Brief 1:
Repeat the stretch of the needle-in-a-haystack text from "The core idea" through "the model's performance.", word for word.
Brief 2:
Pick up the text on the needle-in-a-haystack test where it stops, and finish out the next part.
*** Opening of Extracted text ***
LLMTest_NeedleInAHaystack - Focus on Assessed Retrieval Capabilities in Long Context LLMs

Needle In A Haystack - Pressure Testing LLMs

The "Needle In A Haystack" project is an intriguing endeavor aimed at evaluating the in-context retrieval abilities of long-context Language Model Models (LLMs). This project provides a straightforward but effective way to test how well various AI models can locate a small, specific piece of information (the "needle") hidden within a large amount of text (the "haystack"). Supported models are from renowned providers such as OpenAI, Anthropic, and Cohere.

The Test Explained

The core idea behind this test is to embed a random fact or statement, referred to as the "needle," somewhere within a large block of text, known as the "haystack." The task for the LLM is to correctly identify and retrieve this needle from several pages of unrelated context. By experimenting with different depths—indicating how deeply the needle is buried—and varying the length of the context, researchers measure the model's performance.
*** Close of Extracted text ***
*** Opening of Dataset entries ***
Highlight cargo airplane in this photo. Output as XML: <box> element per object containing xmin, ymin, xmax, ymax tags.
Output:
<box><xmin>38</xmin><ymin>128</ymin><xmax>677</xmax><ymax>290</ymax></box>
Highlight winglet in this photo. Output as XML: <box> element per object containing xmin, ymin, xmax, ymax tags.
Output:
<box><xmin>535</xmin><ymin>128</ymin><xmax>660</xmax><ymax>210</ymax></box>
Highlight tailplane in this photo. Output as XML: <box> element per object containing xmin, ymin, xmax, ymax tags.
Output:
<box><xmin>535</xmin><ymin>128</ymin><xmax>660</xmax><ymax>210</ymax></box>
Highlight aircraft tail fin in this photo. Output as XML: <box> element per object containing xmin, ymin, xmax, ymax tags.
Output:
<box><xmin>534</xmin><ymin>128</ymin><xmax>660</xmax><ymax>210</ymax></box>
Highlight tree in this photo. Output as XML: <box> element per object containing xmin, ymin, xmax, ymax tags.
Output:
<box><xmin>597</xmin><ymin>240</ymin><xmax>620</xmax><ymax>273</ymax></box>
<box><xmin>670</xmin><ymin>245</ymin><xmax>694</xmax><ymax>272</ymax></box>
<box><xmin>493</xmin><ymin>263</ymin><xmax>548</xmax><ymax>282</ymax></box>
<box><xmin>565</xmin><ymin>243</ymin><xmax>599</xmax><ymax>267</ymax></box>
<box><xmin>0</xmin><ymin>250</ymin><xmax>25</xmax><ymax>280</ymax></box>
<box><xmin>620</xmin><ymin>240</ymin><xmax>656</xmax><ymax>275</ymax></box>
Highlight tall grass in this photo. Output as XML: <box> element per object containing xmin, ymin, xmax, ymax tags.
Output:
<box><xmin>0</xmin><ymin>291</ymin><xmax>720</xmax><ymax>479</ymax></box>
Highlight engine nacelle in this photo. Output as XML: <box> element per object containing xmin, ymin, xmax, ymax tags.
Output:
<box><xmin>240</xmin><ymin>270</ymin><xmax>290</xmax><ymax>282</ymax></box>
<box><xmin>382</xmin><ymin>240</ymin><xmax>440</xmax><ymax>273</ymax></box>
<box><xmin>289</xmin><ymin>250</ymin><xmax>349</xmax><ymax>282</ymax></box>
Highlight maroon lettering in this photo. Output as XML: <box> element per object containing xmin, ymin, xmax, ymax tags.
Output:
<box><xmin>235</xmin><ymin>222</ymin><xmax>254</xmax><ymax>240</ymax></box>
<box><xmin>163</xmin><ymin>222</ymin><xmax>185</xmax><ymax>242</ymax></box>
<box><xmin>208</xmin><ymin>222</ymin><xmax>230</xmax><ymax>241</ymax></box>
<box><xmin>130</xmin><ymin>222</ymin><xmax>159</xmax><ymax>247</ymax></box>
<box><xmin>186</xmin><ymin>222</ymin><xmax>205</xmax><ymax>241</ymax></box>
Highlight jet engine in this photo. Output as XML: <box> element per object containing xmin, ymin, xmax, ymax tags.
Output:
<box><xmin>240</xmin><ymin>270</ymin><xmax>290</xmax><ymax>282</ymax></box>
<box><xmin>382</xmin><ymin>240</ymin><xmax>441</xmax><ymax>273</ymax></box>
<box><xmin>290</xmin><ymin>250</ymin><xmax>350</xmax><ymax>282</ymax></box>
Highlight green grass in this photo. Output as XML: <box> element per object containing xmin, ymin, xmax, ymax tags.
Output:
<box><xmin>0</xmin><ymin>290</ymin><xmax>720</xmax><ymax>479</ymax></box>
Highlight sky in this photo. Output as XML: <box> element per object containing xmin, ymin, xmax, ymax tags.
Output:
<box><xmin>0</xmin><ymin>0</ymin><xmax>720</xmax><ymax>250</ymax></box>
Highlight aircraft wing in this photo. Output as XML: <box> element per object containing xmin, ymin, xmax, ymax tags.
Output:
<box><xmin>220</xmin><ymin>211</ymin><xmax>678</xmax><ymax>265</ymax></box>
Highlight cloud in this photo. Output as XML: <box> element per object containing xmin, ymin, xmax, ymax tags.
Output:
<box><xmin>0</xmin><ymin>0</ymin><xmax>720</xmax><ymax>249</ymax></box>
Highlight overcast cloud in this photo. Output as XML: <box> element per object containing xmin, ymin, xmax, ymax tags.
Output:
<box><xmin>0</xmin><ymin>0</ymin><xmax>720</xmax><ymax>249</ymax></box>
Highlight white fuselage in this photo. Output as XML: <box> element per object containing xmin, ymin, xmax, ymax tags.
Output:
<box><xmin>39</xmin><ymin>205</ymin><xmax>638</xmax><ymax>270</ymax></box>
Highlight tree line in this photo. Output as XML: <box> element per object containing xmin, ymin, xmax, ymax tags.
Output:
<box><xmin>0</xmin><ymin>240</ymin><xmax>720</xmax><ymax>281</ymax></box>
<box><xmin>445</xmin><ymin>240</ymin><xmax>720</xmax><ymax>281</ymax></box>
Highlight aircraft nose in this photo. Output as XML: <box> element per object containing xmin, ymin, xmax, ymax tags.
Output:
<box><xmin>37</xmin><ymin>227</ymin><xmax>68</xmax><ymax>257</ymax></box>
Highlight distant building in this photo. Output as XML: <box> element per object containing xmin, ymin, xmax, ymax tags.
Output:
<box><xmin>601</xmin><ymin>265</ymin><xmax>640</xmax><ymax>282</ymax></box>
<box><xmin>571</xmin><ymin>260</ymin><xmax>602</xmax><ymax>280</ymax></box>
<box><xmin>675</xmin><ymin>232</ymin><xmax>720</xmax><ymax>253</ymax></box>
*** Close of Dataset entries ***
*** Opening of Dataset entries ***
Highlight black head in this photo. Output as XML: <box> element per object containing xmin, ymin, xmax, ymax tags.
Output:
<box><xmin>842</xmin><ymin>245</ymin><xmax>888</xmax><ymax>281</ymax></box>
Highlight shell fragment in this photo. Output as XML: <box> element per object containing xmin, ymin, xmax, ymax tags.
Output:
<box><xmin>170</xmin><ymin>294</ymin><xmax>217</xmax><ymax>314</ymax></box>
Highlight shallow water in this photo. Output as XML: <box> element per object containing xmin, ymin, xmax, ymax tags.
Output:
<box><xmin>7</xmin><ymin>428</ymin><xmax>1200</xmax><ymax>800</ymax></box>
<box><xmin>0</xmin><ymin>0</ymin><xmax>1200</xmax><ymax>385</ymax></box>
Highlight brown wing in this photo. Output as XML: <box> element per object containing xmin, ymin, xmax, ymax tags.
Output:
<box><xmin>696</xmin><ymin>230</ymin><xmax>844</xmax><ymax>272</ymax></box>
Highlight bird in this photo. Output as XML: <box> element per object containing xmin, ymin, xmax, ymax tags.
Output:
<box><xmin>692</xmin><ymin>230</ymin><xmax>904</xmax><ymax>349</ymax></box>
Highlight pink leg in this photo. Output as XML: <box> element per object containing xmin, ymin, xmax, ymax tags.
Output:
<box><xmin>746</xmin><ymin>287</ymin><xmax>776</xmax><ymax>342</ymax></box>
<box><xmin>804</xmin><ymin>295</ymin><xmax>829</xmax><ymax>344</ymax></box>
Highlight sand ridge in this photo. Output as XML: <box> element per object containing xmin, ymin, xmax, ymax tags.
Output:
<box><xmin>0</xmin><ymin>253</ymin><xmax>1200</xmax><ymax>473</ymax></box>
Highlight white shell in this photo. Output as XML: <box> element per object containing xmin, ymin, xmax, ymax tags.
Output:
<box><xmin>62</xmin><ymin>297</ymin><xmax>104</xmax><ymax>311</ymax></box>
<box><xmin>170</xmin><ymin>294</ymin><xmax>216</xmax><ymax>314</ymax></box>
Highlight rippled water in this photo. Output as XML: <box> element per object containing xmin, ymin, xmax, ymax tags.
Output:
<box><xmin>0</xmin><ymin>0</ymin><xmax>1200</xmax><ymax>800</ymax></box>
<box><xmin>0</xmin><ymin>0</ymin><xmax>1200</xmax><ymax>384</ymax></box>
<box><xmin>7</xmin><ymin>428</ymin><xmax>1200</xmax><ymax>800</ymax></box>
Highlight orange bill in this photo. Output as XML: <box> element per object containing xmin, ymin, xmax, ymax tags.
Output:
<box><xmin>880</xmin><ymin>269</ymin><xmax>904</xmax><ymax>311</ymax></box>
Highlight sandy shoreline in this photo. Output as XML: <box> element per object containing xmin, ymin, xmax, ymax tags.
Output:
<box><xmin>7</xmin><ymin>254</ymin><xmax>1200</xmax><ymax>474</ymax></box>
*** Close of Dataset entries ***
*** Opening of Dataset entries ***
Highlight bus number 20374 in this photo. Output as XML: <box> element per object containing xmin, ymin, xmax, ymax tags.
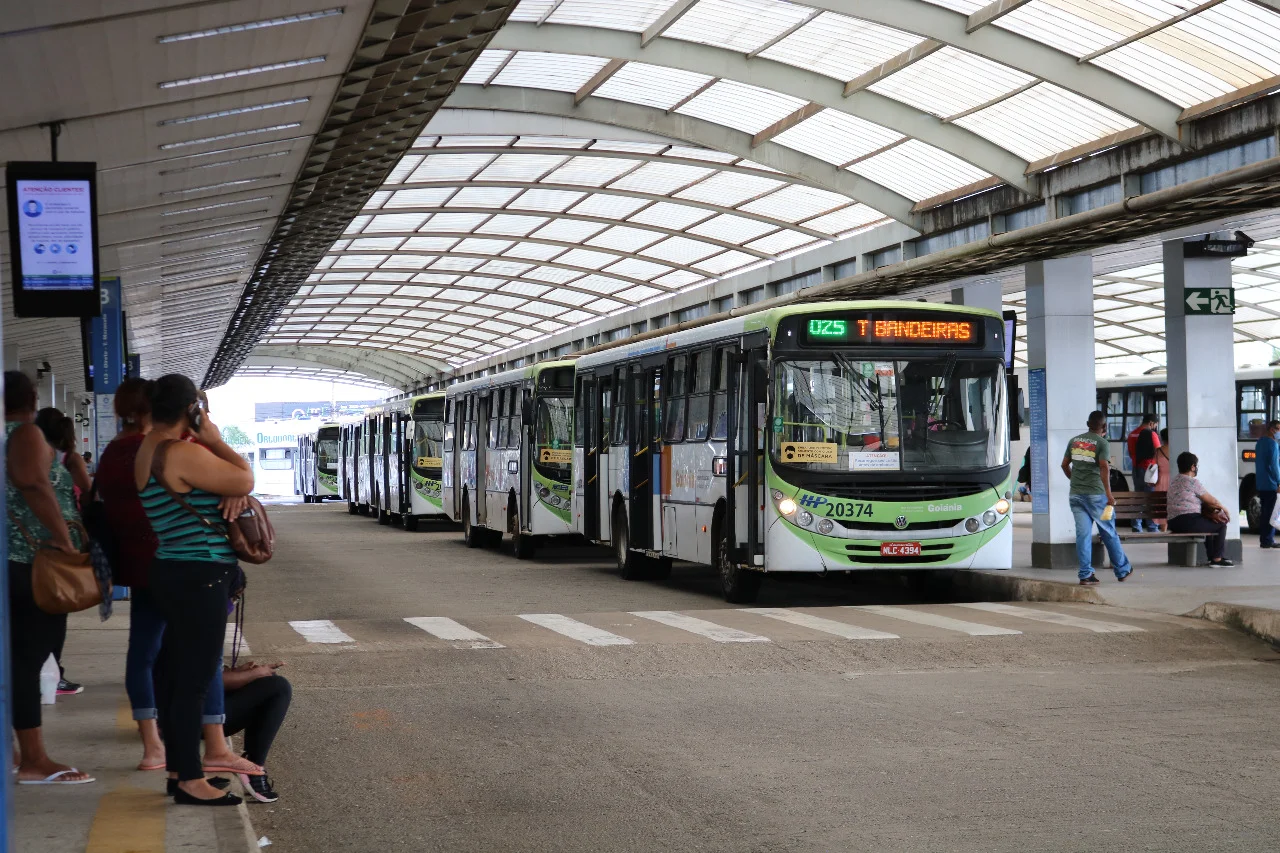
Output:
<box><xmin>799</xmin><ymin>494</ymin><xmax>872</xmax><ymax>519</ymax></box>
*** Close of Dataset entries ***
Result 1:
The core idea behind this test is to embed a random fact or statement, referred to as the "needle," somewhere within a large block of text, known as the "haystack." The task for the LLM is to correctly identify and retrieve this needle from several pages of unrelated context. By experimenting with different depths—indicating how deeply the needle is buried—and varying the length of the context, researchers measure the model's performance.

Result 2:
The original tests that kicked off this project set a foundational process found in a dedicated /original_results folder, but the testing script has evolved considerably since then.

Getting Started with the Project

Setting Up the Environment

To ensure that the Python dependencies are isolated and do not interfere with other system-wide configurations, it's best to use a virtual environment. Here's how to set it up:

python3 -m venv venv
source venv/bin/activate

Environment Variables and Installing the Package

API keys are crucial for interacting with the models, so users must set environment variables like NIAH_MODEL_API_KEY and NIAH_EVALUATOR_API_KEY, depending on which evaluation strategy is used. After setting these variables, install the package through PyPi with:

pip install needlehaystack

To run a test, execute the needlehaystack.run_test command from the command line, specifying your chosen model provider, among other arguments. Here's an example for an OpenAI model:

needlehaystack.run_test --provider openai --model_name "gpt-3.5-turbo-0125" --document_depth_percents "[50]" --context_lengths "[2000]"

For Collaborators

If you're looking to make a contribution, start by forking and cloning the repository. Next, set up the environment and install the package in editable mode to allow modifications on the go:

pip install -e .

Key Parameters for Testing

The project offers flexible parameters like model_to_test, evaluator, needle, and haystack_dir that allow for customized testing scenarios. You can adjust parameters to change needle placement or run multiple tests simultaneously, taking care of rate limits.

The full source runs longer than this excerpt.